— START Source data —

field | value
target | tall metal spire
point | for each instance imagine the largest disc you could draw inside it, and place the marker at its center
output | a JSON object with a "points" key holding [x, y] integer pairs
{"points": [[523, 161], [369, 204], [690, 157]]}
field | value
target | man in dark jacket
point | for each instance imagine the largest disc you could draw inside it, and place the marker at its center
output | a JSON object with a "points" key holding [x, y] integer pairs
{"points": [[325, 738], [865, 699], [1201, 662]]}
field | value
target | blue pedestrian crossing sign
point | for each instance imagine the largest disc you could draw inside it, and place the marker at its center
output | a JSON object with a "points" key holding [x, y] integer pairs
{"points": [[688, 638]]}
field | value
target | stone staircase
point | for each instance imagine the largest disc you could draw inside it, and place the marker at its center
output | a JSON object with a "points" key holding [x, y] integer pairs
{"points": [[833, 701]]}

— END Source data —
— START Source data —

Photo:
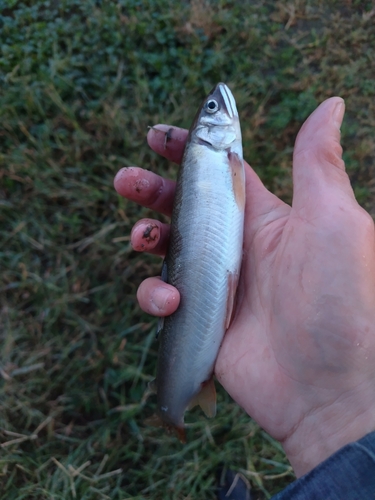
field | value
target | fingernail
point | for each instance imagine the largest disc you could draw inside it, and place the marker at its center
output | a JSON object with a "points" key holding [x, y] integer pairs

— END Source data —

◆ **Task objective**: Locate every line in the listing above that contains the word "target" and copy each of those lines.

◆ **Result below**:
target | tall metal spire
target | man in dark jacket
target | blue pedestrian crossing sign
target | stone staircase
target | fingernail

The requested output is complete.